=== CONSIGNES DE TRAVAIL ===
Dans le matériel ci-dessous, substituez « iron rail » à « steel rail » et recopiez l'ensemble des lignes sans aucune autre modification.

=== MATÉRIEL À UTILISER ===

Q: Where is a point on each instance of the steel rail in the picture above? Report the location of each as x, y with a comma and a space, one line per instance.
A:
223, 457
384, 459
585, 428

=== SORTIE COMPLÈTE ===
Q: Where is a point on each instance of the iron rail in the picture above? Report the location of each as x, y with a comma and a space, one line per instance.
A:
223, 457
384, 459
585, 428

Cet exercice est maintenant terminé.